# TASK BRIEF:
Put every line of the records below into a numbered list, leaving out blank lines and the pictures.

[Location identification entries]
%%

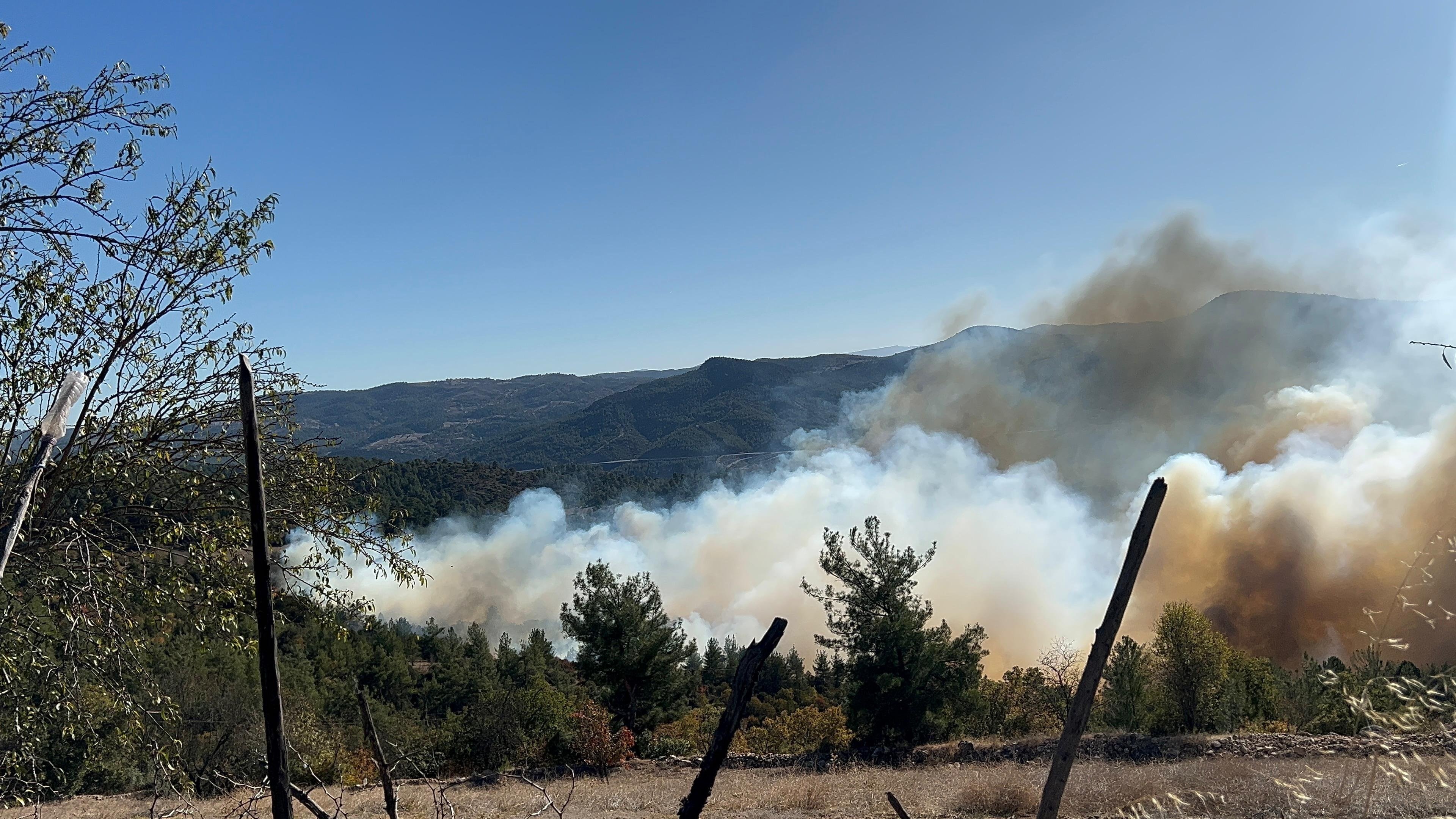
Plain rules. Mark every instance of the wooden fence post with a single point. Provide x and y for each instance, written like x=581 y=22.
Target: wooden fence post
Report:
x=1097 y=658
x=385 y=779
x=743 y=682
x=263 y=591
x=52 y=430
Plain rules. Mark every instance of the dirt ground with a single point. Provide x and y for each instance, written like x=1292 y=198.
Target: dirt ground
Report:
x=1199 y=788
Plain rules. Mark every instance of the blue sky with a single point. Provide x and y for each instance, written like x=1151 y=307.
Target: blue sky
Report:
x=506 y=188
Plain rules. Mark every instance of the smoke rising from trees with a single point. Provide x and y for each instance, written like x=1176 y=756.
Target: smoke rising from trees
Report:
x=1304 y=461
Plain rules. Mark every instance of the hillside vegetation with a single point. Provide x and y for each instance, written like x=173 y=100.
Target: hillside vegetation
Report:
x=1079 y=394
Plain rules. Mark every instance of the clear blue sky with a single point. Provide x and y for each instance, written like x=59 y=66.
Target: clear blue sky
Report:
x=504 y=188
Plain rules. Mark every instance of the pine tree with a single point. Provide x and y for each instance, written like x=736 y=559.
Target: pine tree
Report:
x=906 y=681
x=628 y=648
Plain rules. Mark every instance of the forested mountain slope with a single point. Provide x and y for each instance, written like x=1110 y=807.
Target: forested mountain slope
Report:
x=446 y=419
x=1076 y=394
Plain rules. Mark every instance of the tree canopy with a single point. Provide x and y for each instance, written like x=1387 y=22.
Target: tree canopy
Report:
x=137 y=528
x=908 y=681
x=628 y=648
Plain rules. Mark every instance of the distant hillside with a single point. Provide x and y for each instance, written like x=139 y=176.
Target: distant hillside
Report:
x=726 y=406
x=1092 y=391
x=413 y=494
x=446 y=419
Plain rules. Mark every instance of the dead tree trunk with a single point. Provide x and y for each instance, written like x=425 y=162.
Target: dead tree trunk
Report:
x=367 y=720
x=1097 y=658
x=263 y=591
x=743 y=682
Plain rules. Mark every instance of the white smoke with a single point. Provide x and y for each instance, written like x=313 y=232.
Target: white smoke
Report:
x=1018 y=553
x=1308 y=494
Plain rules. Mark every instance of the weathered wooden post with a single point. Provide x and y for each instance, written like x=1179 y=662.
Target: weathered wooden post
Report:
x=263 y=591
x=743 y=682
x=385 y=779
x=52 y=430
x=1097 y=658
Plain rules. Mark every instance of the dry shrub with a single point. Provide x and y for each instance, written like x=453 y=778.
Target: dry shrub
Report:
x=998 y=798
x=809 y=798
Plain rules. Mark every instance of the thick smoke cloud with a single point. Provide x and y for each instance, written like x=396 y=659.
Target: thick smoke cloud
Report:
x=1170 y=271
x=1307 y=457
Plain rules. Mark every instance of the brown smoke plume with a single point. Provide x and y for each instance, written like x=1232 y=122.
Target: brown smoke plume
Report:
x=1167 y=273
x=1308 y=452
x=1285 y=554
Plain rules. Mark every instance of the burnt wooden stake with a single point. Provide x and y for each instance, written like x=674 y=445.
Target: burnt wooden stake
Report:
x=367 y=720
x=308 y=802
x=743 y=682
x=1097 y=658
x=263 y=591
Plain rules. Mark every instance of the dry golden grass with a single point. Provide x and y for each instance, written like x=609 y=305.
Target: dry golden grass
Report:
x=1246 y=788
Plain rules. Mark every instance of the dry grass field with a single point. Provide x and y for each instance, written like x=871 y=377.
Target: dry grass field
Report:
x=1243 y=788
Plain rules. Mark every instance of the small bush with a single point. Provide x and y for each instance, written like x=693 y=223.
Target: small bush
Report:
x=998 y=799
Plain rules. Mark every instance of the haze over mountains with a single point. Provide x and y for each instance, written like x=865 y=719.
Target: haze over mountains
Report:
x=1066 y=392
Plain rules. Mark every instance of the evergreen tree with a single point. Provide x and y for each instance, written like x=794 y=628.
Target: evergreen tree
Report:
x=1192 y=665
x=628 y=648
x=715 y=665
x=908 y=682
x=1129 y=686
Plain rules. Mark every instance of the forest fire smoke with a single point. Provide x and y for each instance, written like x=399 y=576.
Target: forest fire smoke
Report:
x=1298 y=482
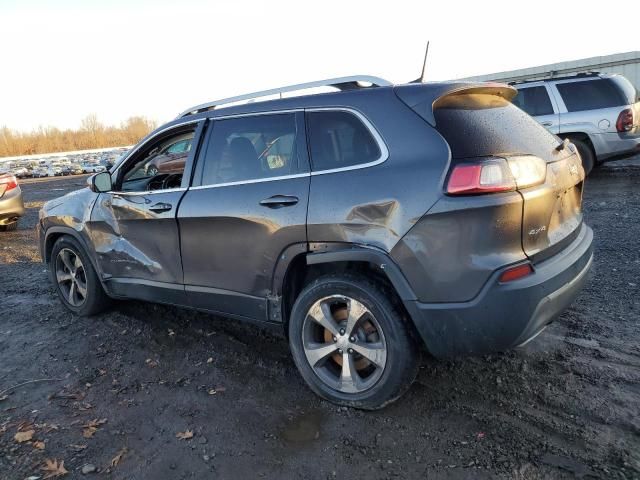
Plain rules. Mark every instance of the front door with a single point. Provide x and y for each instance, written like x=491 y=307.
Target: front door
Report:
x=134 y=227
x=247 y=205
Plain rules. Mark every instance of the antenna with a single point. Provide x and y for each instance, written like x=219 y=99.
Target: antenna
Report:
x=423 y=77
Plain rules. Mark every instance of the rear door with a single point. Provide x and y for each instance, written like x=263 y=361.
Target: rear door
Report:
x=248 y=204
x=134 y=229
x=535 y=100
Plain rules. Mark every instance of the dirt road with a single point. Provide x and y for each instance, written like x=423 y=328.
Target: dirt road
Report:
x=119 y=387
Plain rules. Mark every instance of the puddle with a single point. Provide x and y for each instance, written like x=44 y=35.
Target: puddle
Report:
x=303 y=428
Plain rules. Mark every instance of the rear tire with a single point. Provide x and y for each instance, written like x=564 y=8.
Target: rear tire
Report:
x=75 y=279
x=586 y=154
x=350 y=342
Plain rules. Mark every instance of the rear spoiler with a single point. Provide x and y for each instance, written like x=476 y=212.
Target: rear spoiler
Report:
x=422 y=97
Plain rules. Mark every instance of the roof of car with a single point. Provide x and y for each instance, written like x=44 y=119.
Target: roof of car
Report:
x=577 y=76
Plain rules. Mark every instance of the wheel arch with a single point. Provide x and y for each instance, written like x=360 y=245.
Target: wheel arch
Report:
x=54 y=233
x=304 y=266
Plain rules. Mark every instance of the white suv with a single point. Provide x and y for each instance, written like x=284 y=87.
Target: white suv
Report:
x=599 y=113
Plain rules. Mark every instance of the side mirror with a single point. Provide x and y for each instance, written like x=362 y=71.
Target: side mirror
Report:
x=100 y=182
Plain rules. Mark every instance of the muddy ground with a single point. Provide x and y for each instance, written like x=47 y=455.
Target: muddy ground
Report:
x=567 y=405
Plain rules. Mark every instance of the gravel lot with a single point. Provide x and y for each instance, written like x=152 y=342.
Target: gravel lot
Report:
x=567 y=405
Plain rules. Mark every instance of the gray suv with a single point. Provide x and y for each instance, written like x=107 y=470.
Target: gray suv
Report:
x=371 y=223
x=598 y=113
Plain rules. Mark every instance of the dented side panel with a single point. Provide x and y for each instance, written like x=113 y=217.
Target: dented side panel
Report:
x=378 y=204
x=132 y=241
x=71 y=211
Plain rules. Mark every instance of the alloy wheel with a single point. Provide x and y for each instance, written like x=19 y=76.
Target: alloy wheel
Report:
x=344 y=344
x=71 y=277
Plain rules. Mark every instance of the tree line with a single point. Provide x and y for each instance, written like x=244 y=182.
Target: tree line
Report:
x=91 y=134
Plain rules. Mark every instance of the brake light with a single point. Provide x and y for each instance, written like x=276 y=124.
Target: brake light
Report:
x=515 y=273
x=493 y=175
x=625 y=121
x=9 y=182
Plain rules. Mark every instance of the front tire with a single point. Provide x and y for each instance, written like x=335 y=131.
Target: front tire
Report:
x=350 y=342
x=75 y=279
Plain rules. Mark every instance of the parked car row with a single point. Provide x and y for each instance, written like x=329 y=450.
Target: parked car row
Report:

%%

# SOLUTION FOR THIS PROBLEM:
1. Plain rules. Mark every instance of the wooden fence post with a single point. Provide x and y for each instance, written like x=581 y=22.
2. Target: wooden fence post
3. Report:
4. x=1097 y=658
5. x=385 y=779
6. x=743 y=682
7. x=263 y=591
8. x=52 y=430
9. Plain rules. Mark every instance of the dirt ground with a single point. Provide x and y for each instance, written like x=1292 y=198.
10. Target: dirt ground
11. Report:
12. x=1199 y=788
13. Plain rules. Mark every instance of the blue sky with a single point. Provide x and y for each instance, written like x=1151 y=307.
14. Target: blue sky
15. Report:
16. x=506 y=188
17. Plain rules. Mark every instance of the smoke rising from trees with a single point. Provide x and y for each instance, written like x=1176 y=756.
18. Target: smoke rising from trees
19. Report:
20. x=1304 y=461
21. Plain rules. Mark every instance of the hillside vegetation with a single point. Provide x and y for each instance, written like x=173 y=100.
22. Target: hillside vegetation
23. Report:
24. x=1079 y=394
25. Plain rules. Mark every instance of the clear blue sky with a single point. Provide x and y for each instance, written like x=59 y=66.
26. Target: clear blue sky
27. Report:
28. x=504 y=188
29. Plain rules. Mark every instance of the pine tree with a single point. Provide x and y for each instance, written like x=736 y=559.
30. Target: pine tree
31. Report:
32. x=906 y=681
33. x=628 y=648
34. Plain rules. Mark every instance of the forested mountain slope with a single point. Provide x and y for each instance, written like x=1110 y=807.
35. Target: forested mountain slope
36. Report:
37. x=446 y=419
38. x=1076 y=394
39. Plain rules. Mark every instance of the tree canopy with a single point. Provide x and y for each instance, written like x=1387 y=22.
40. Target: tree canopy
41. Report:
42. x=137 y=528
43. x=908 y=681
44. x=628 y=648
45. Plain rules. Mark every instance of the distant hillside with a single point. Provide x and y for each instance, written like x=139 y=176.
46. Target: distant hillside
47. Report:
48. x=726 y=406
49. x=1092 y=391
50. x=413 y=494
51. x=446 y=419
52. Plain rules. Mark every instance of the dead tree trunk with a single point. Provide x and y for each instance, written like x=425 y=162.
53. Target: dead tree trunk
54. Report:
55. x=367 y=720
56. x=1097 y=658
57. x=263 y=591
58. x=743 y=682
59. Plain rules. Mark every instance of the white smoke with a single point. Provide x and y for each instance, written like x=313 y=232.
60. Target: white smoke
61. Report:
62. x=1018 y=553
63. x=1308 y=494
64. Plain rules. Mark every instance of the weathered wooden post with a single point. Provide x and y for each instance, written like x=1179 y=662.
65. Target: weathered wooden post
66. Report:
67. x=263 y=591
68. x=743 y=682
69. x=385 y=779
70. x=52 y=430
71. x=1097 y=658
72. Plain rules. Mark every instance of the dry shrub with a single point. Provide x and y for each instance, written like x=453 y=778.
73. Target: dry shrub
74. Report:
75. x=998 y=798
76. x=809 y=798
77. Plain rules. Mark every instance of the thick smoke cloud with a single point. Provide x and y for each instance, written like x=396 y=659.
78. Target: thick smoke cloud
79. Report:
80. x=1170 y=271
81. x=1307 y=457
82. Plain rules. Mark every instance of the brown smoke plume with a single point. Provide x and y for each instance, written like x=1232 y=122.
83. Target: brown smoke plume
84. Report:
85. x=1167 y=273
86. x=1308 y=452
87. x=1285 y=554
88. Plain rules. Mark every instance of the burnt wooden stake with a single point. Provide x and y for each instance, written like x=674 y=445.
89. Target: burnt wooden stake
90. Report:
91. x=367 y=720
92. x=308 y=802
93. x=743 y=682
94. x=1097 y=658
95. x=263 y=591
96. Plain rules. Mark every instance of the dry golden grass with a single point. Provide x and y for each instance, written like x=609 y=305.
97. Target: dry golden grass
98. Report:
99. x=1246 y=788
100. Plain rules. Mark every instance of the dry grass field with a single point. Provide x and y for each instance, written like x=871 y=377.
101. Target: dry grass field
102. Report:
103. x=1243 y=788
104. Plain rules. Mark every instance of the small bush with a single point. Provide x and y for each instance, written like x=693 y=223.
105. Target: small bush
106. Report:
107. x=998 y=799
108. Plain rules. Mark every instance of the haze over mountains with a single point. Provide x and y for each instance, written like x=865 y=719.
109. Target: haze over mountains
110. Report:
111. x=1066 y=392
112. Plain rules. Mark every instance of the evergreen tree with a single point. Provide x and y for each instance, written like x=794 y=628.
113. Target: evergreen tree
114. Report:
115. x=1192 y=665
116. x=628 y=648
117. x=715 y=665
118. x=908 y=682
119. x=1129 y=686
120. Plain rules. Mark every instance of the forest fire smoke with a single point. Provide x and y for each instance, written like x=399 y=576.
121. Target: forest fire smoke
122. Report:
123. x=1298 y=482
124. Plain rules. Mark every instance of the front door with a single point. Provide x and y for each instance, written like x=491 y=307.
125. Target: front door
126. Report:
127. x=134 y=227
128. x=247 y=205
129. Plain rules. Mark every instance of the antenna with a single point. Provide x and y for each instance, written like x=219 y=99.
130. Target: antenna
131. Report:
132. x=423 y=77
133. Plain rules. Mark every instance of the rear door with a single point. Provide x and y for each instance, written like x=263 y=361.
134. Target: rear door
135. Report:
136. x=248 y=204
137. x=134 y=229
138. x=535 y=100
139. Plain rules. Mark every instance of the dirt road with a single point. Provide x and y for each instance, written like x=423 y=328.
140. Target: dirt road
141. Report:
142. x=119 y=387
143. Plain rules. Mark every instance of the puddle with a single point. Provide x and y for each instance, written like x=44 y=35.
144. Target: puddle
145. Report:
146. x=303 y=428
147. Plain rules. Mark every instance of the rear tire with a single point. Provide x and y for each instance, written like x=564 y=8.
148. Target: rear tire
149. Report:
150. x=75 y=279
151. x=586 y=154
152. x=350 y=342
153. Plain rules. Mark every instance of the rear spoiler with a single point. Provide x and y for each instance, written like x=476 y=212.
154. Target: rear spoiler
155. Report:
156. x=422 y=97
157. Plain rules. Mark every instance of the roof of car with a single point. Provide x and y for each instance, written like x=44 y=119.
158. Target: roof of car
159. Report:
160. x=577 y=76
161. Plain rules. Mark every instance of the wheel arch with a single point. Provide x and y for each instance, written like x=360 y=245.
162. Target: wheel arch
163. Report:
164. x=54 y=233
165. x=304 y=266
166. Plain rules. Mark every instance of the white suv with a single point. Provide x and y for each instance, written like x=284 y=87.
167. Target: white suv
168. Report:
169. x=599 y=113
170. Plain rules. Mark every instance of the side mirror with a single point. Provide x and y for each instance, written like x=362 y=71.
171. Target: side mirror
172. Report:
173. x=100 y=182
174. Plain rules. Mark every instance of the muddy ground with a single point. Provide x and y for each instance, written like x=47 y=455.
175. Target: muddy ground
176. Report:
177. x=567 y=405
178. Plain rules. Mark every instance of the gravel lot with a single point. Provide x and y for each instance, written like x=152 y=342.
179. Target: gravel lot
180. Report:
181. x=567 y=405
182. Plain rules. Mark every instance of the gray suv with a single point. Provide x and y for each instance, written like x=107 y=470.
183. Target: gray suv
184. Report:
185. x=371 y=223
186. x=598 y=113
187. Plain rules. Mark every instance of the dented side panel with a single point. Provide x and y for each instance, written like x=113 y=217.
188. Target: dented side panel
189. Report:
190. x=378 y=204
191. x=132 y=241
192. x=71 y=211
193. Plain rules. Mark every instance of the alloy wheel with a single point. Provide x and y for each instance, written like x=19 y=76.
194. Target: alloy wheel
195. Report:
196. x=344 y=344
197. x=71 y=277
198. Plain rules. Mark every instance of the tree line with a single point. Provide x and y for each instance, written like x=244 y=182.
199. Target: tree line
200. Report:
201. x=91 y=134
202. Plain rules. Mark every instance of the brake light with a single point. Provide x and y for each instance, written like x=276 y=124.
203. Target: brake light
204. Report:
205. x=515 y=273
206. x=493 y=175
207. x=625 y=121
208. x=9 y=182
209. Plain rules. Mark every instance of the front tire with a single point. Provide x and y for each instance, written like x=335 y=131.
210. Target: front tire
211. Report:
212. x=350 y=342
213. x=75 y=279
214. Plain rules. Mark every instance of the parked car row with a single point. Provide x and y for each instance, written like x=329 y=450.
215. Target: parked car row
216. Report:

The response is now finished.